◆ **TASK PROMPT**: In the answer, give only the lines from the one containing "Pick out the brick" to the end of the listing below, each reproduced word for word.

=== Begin Enclosure ===

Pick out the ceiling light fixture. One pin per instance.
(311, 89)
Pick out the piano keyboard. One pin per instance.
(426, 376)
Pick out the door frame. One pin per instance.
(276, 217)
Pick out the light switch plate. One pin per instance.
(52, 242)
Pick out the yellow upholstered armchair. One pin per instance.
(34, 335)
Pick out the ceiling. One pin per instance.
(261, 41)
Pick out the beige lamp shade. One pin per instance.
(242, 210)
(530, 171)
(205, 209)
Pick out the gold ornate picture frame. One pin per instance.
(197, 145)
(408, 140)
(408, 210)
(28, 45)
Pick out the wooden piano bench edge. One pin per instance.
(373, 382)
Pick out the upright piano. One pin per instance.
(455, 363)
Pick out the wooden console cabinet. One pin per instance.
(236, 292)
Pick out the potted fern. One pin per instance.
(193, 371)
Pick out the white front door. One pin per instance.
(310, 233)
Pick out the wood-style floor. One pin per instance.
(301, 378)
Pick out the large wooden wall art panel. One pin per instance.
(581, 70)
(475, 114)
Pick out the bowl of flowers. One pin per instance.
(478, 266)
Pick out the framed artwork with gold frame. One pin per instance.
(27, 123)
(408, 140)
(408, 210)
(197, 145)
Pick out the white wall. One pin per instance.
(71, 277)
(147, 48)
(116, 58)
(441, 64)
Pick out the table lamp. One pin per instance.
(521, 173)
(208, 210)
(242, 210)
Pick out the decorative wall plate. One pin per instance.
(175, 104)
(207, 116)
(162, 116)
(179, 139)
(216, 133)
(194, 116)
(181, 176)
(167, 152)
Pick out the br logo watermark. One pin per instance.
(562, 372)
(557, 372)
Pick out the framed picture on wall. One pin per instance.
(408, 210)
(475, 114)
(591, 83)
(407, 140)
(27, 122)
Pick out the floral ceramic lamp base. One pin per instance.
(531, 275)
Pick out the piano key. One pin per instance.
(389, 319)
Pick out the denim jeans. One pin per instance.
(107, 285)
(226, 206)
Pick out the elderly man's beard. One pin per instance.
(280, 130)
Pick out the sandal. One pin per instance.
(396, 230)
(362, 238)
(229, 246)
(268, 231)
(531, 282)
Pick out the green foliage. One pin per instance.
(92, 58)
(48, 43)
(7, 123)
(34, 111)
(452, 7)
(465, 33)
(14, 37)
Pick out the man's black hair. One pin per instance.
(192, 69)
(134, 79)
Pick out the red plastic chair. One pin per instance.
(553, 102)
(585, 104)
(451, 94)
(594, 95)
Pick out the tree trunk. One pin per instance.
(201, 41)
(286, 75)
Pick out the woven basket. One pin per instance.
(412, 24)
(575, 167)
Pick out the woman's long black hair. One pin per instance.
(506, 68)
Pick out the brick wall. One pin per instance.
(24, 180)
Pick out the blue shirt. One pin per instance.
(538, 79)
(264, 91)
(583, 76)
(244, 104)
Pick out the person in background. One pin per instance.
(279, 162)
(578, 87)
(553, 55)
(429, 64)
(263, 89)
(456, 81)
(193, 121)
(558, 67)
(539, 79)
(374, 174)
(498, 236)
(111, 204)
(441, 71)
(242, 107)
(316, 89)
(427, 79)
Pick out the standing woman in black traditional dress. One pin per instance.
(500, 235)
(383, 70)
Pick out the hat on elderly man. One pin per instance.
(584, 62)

=== End Enclosure ===

◆ **YOUR RESPONSE**:
Pick out the brick wall. One pin per instance.
(24, 180)
Pick out the blue shirt. One pin per instance.
(538, 79)
(264, 91)
(583, 76)
(244, 104)
Pick out the person in background. One pin per instance.
(279, 162)
(578, 87)
(553, 55)
(429, 64)
(263, 89)
(456, 81)
(193, 121)
(558, 67)
(539, 79)
(374, 174)
(498, 236)
(111, 204)
(441, 71)
(242, 107)
(316, 89)
(427, 79)
Pick out the standing woman in black traditional dress. One pin per instance.
(500, 235)
(383, 70)
Pick out the hat on elderly man. One pin per instance.
(584, 62)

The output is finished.